Yapılacak iş: Kurban Bayramı ve sağlık konulu metinde "Kurban Bayramı ve" sözleriyle başlayıp "önem arz etmektedir." sözleriyle biten kısmı harfi harfine aktarın.

Seçilen bölüm:
■ ■ ■ ■ ■
Kurban Bayramı ve Sağlık
16 Ağustos 2018

İslam dininin önemli vecibelerinden birisi olan kurban ibadetinin insana ve çevreye zararı olmadan eda etmek için dikkat edilmesi gereken hususlar vardır. Kurban kesiminin gerekli dini hükümlere uygun sağlık ve çevre şartlarına bağlı kalarak ortam koşullarının hijyenik hale getirilmesi, başta hayvanlardan insanlara geçen (zoonotik) hastalıklar olmak üzere, sağlık, çevre sağlığı, temizlik, etin işlenmesi, pişirilmesi, tüketilmesi, sakatatlarını çöpe atılmaması, sokak hayvanlarına verilmemesi, gibi konularda halkımızın bilgilendirilmesi çevre ve toplum sağlığının korunması açısından önem arz etmektedir.

Kurban satış yerlerinin, kurbanlık naklinin, kurban kesim yerlerinin ve kesim sonrası etin işlenmesi esnasında gerekli hijyen, güvenlik ve asgari teknik şartlara uyulması gerekmektedir. Ayrıca hayvanların kesilmesi, yüzülmesi, karkasın parçalanması, etin nakli, muhafazası, pişirilmesi ve tüketime sunulması aşamalarında kişisel temizlik kuralları ihmal edilmemelidir.
■ ■ ■ ■ ■
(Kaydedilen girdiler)
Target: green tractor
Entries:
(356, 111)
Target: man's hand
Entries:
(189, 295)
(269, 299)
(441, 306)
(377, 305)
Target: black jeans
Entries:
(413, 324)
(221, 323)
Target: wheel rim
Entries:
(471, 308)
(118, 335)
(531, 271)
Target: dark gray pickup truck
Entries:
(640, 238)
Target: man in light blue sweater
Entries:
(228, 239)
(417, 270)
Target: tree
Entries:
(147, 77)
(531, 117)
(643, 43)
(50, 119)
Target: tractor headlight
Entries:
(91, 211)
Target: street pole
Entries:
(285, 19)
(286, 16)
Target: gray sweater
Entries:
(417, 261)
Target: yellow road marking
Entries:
■ ■ ■ ■ ■
Alıştırma cevabı:
Kurban Bayramı ve Sağlık
16 Ağustos 2018

İslam dininin önemli vecibelerinden birisi olan kurban ibadetinin insana ve çevreye zararı olmadan eda etmek için dikkat edilmesi gereken hususlar vardır. Kurban kesiminin gerekli dini hükümlere uygun sağlık ve çevre şartlarına bağlı kalarak ortam koşullarının hijyenik hale getirilmesi, başta hayvanlardan insanlara geçen (zoonotik) hastalıklar olmak üzere, sağlık, çevre sağlığı, temizlik, etin işlenmesi, pişirilmesi, tüketilmesi, sakatatlarını çöpe atılmaması, sokak hayvanlarına verilmemesi, gibi konularda halkımızın bilgilendirilmesi çevre ve toplum sağlığının korunması açısından önem arz etmektedir.